§ **Listed records**
------

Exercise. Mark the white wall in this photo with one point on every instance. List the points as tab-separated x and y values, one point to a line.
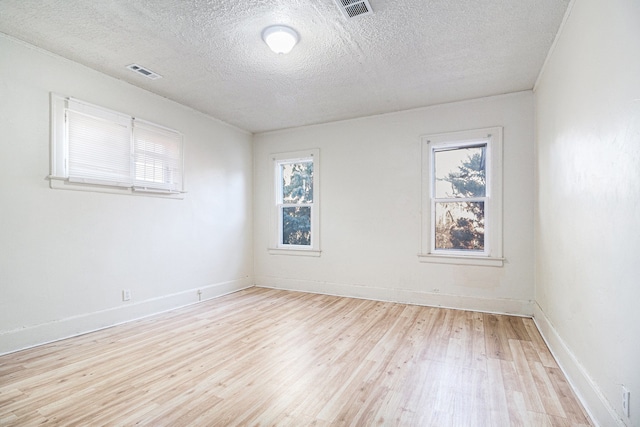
588	207
65	256
370	209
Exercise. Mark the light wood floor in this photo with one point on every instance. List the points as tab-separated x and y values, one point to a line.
268	357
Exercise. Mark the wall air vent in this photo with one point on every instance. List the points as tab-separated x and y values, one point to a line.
145	72
352	8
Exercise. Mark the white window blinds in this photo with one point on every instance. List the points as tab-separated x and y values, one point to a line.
99	145
157	157
104	147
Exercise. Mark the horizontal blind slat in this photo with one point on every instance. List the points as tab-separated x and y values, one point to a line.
157	157
99	149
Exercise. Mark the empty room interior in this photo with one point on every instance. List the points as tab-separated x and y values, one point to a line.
420	213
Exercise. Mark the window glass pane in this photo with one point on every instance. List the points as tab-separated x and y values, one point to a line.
157	157
460	226
99	149
296	225
297	182
460	172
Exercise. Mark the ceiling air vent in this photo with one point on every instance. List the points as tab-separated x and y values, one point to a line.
352	8
145	72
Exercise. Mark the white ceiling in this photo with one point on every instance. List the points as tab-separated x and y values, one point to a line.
406	54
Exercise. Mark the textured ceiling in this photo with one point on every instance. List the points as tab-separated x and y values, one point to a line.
210	53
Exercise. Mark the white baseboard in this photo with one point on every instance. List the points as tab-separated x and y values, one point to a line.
489	305
588	392
31	336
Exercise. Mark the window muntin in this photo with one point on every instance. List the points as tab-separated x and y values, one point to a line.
103	148
296	221
459	197
462	198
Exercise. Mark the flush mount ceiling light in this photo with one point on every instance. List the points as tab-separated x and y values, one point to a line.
279	38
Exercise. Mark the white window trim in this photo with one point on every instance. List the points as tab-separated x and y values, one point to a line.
275	245
59	175
493	253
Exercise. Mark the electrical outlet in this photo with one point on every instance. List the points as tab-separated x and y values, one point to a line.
626	395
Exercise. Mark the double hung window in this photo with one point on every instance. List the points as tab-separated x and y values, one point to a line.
94	148
462	197
295	220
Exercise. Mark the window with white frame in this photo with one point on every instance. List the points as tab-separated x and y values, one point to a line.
462	197
295	215
96	149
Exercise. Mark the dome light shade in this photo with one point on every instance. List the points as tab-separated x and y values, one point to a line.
279	38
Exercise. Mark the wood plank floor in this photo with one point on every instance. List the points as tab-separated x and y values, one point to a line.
269	357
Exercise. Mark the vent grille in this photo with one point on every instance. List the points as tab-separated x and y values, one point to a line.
144	71
352	8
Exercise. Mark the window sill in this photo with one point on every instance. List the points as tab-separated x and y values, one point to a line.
295	252
462	260
60	183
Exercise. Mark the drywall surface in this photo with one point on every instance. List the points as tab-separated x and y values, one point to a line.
370	213
66	256
588	207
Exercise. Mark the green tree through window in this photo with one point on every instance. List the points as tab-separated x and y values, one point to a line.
460	198
297	195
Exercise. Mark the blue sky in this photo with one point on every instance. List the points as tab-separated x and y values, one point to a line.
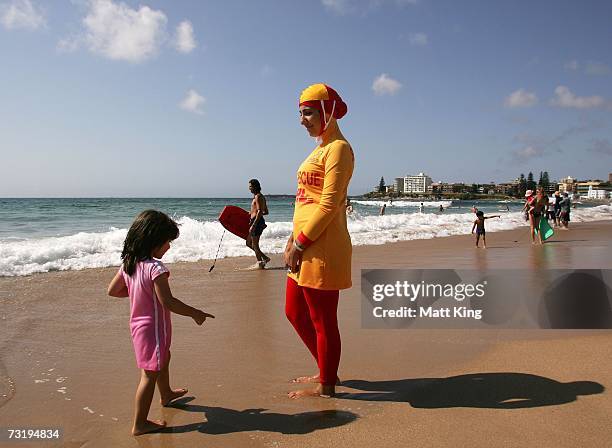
191	98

------

The output is to be the material in full and unaltered, with pictures omitted.

§ **Answer area**
Exercise. Mark the white wall in this photo with one point on every instance. List the points as tab-separated x and y values, one point to a line.
588	207
65	256
370	209
Exercise. Mark the light wood floor in this photo with one point on every instance. List the points as tab-separated x and y values, one point to a line.
268	357
Exercise. Mark the wall air vent in this photo with one point on every instance. List the points as tab-separated x and y values, one point to a line.
145	72
352	8
Exercise. Mark the white window blinds in this photo with one point on every instance. List the points as tab-separated x and y values, one point to a line.
99	145
157	157
104	147
Exercise. Mark the horizontal blind slat in this photo with one point on every instance. List the points as tab-separated x and y values, one point to a line.
157	157
99	149
Exercise. Mark the empty room interior in this photo with one point on every instance. List the points as tab-separated x and y values, one point to a line.
420	213
Exercise. Mark the window glass pane in this photo with one point on every instance. List the points as tab-separated x and y values, one point to a line.
157	157
460	226
99	149
296	225
297	182
460	172
Exercise. Mark the ceiling air vent in this photo with one point on every instance. List the points as tab-separated x and y values, one point to a line.
352	8
145	72
Exercise. Mark the white ceiling in this photo with one point on every instance. List the points as tab-separated x and y values, one point to a line.
406	54
Exercise. Mark the textured ceiling in this photo with one point on every instance. List the points as tab-separated x and y values, one point to a line.
210	53
Exercise. Mark the white baseboard in this photo with one point on every instance. List the points as tab-separated x and y values, one point to a line.
489	305
588	392
31	336
Exercise. Mark the window muntin in this photo with one point on every instance. List the points as tab-separated x and y values, one point to a line.
103	148
296	221
459	197
462	198
Exercise. Mark the flush mount ceiling light in this photo with one point on every instance. List the points as tab-separated x and y values, one point to a line.
279	38
Exercise. Mark the white window trim in this photo with one point on every instance. List the points as tab-separated x and y values, one point to a line.
275	245
59	175
493	253
Exercise. Mark the electrical outlet in this photo with one point on every instance. List the points as tab-separated x and y values, one point to a line.
626	395
Exercise. Mark the double hung window in this photo with one point on every instance. List the points as tab-separated x and y values, one point to a line.
94	148
462	197
295	220
Exercise. Mark the window with white frame in this photo with one point on every instance. List the points as tab-separated x and y values, one point to a line.
462	197
295	215
96	149
Exercise. Mark the dome light shade in this photo with one point on every instance. List the points as tab-separated x and y values, one point to a line.
279	38
Exercise. Mark the wood plank floor in this photo with one point on every instance. List the points as tab-separated x and y values, one point to a line.
269	357
Exercise. Mark the vent grille in this photo with one point on every instance. List the points as tab-separated x and y values, one point to a line.
144	71
352	8
Exercise. Mark the window sill in this photo with one point on every instance. List the points as tab-separated x and y values, one point to a line.
295	252
462	260
60	183
Exercise. Mark the drywall surface in this photo with one point on every instance. List the points as tab-separated x and y values, one point to a line.
370	213
66	256
588	207
Exercise. Mark the green tree through window in this photo with one point on every instance. List the points as tab-separated x and y values, one point to a line.
460	198
297	195
Exercise. Mark the blue sky in this photo with one point on every instance. List the points as tab-separated x and y values, one point to a line.
191	98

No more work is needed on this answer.